8.           Commitments and contingencies

 

Legal proceedings

 

On August 7, 2006, a lawsuit entitled Cynthia Richter, et al. v. Dolgencorp, Inc., et al. was filed in the United States District Court for the Northern District of Alabama (Case No. 7:06-cv-01537-LSC) (“Richter”) in which the plaintiff alleges that she and other current and former Dollar General store managers were improperly classified as exempt executive employees under the Fair Labor Standards Act (“FLSA”) and seeks to recover overtime pay, liquidated damages, and attorneys’ fees and costs. On August 15, 2006, the Richter plaintiff filed a motion in which she asked the court to certify a nationwide class of current and former store managers. The Company opposed the plaintiff’s motion. On March 23, 2007, the court conditionally certified a nationwide class. On December 2, 2009, notice was mailed to over 28,000 current or former Dollar General store managers, and approximately 3,860 individuals opted into the lawsuit. In September 2010, the court entered a scheduling order that governs, among other things, deadlines for fact discovery (September 30, 2011) and the Company’s anticipated decertification motion (August 15, 2011). The court’s scheduling order establishes a trial date of February 12, 2012.

 

The Company believes that its store managers are and have been properly classified as exempt employees under the FLSA and that the Richter action is not appropriate for collective action treatment. The Company has obtained summary judgment in some, although not all, of its pending individual or single-plaintiff store manager exemption cases in which it has filed such a motion.

 

The Company intends to vigorously defend the Richter matter. However, at this time, it is not possible to predict whether Richter ultimately will be permitted to proceed collectively, and no assurances can be given that the Company will be successful in its defense of the action on the merits or otherwise. Similarly, at this time the Company cannot estimate either the size of any potential class or the value of the claims asserted in Richter. For these reasons, the Company is unable to estimate any potential loss or range of loss in the matter; however, if the Company is not successful in its defense efforts, the resolution of Richter could have a material adverse effect on the Company’s financial statements as a whole.

 

On May 18, 2006, the Company was served with a lawsuit entitled Tammy Brickey, Becky Norman, Rose Rochow, Sandra Cogswell and Melinda Sappington v. Dolgencorp, Inc. and Dollar General Corporation (Western District of New York, Case No. 6:06-cv-06084-DGL, originally filed on February 9, 2006 and amended on May 12, 2006 (“Brickey”)). The Brickey plaintiffs seek to proceed collectively under the FLSA and as a class under New York, Ohio, Maryland and North Carolina wage and hour statutes on behalf of, among others, assistant store managers who claim to be owed wages (including overtime wages) under those statutes. On February 22, 2011, the court denied the plaintiffs’ class certification motion in its entirety and ordered that the matter proceed only as to the named plaintiffs.  On March 22, 2011, the plaintiffs moved the court for reconsideration of its Order denying their class certification motion.  On March 30, 2011, the plaintiffs’ reconsideration motion was denied.  To date, the plaintiffs have not appealed. If the case proceeds only as to the named plaintiffs, the Company does not expect the outcome to be material to its financial statements as a whole.

————————

Problem to solve:
Please answer these questions from the legal proceedings note above:
(a) About how many individuals opted into the Richter lawsuit?
(b) What trial date does the court's scheduling order in Richter establish?
(c) On what date was the Brickey plaintiffs' reconsideration motion denied?

————————

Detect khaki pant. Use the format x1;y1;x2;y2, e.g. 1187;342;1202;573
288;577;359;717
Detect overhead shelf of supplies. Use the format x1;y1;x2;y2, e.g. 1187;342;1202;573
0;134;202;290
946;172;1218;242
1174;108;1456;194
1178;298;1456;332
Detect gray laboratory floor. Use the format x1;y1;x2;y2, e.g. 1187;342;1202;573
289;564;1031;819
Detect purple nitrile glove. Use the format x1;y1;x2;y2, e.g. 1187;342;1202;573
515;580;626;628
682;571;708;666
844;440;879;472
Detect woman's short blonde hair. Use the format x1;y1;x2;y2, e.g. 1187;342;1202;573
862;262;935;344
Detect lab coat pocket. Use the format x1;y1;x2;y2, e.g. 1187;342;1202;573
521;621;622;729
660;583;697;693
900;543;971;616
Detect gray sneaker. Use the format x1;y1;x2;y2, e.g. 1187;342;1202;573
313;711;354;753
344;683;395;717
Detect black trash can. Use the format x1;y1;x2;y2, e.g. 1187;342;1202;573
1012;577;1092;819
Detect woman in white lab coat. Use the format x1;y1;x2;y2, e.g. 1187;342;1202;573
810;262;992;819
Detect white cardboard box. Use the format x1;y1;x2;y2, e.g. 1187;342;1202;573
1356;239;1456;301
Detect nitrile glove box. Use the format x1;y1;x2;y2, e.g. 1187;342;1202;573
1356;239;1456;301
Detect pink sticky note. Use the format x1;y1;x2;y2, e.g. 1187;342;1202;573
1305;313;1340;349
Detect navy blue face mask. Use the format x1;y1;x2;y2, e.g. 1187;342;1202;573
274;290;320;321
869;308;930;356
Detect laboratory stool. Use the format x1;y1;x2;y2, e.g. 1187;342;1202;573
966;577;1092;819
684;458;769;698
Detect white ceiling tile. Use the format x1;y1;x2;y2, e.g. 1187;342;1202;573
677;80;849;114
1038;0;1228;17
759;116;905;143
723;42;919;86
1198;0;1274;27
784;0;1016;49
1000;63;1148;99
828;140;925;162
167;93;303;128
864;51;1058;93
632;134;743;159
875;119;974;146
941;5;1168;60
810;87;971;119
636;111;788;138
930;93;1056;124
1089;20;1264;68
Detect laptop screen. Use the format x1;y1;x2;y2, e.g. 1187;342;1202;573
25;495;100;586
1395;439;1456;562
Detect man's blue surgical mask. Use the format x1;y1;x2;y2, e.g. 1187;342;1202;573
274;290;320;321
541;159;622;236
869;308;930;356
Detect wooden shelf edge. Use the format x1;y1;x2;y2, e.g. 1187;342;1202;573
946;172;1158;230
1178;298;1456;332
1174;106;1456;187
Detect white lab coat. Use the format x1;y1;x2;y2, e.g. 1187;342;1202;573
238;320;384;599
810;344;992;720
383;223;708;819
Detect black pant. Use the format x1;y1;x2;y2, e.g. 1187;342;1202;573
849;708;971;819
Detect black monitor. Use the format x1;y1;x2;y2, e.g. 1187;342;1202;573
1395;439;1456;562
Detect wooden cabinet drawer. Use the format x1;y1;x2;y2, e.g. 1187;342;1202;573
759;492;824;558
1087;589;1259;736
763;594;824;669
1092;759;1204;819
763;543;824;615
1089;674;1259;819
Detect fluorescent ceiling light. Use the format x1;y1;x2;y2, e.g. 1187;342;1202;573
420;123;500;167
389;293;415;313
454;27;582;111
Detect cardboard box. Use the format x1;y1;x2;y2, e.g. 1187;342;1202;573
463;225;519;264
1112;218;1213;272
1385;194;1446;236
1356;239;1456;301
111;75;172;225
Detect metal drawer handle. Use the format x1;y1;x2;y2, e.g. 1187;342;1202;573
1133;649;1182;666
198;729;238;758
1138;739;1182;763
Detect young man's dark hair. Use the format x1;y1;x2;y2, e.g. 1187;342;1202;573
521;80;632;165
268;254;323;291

————————

Finished answer:
(a) Approximately 3,860
(b) February 12, 2012
(c) March 30, 2011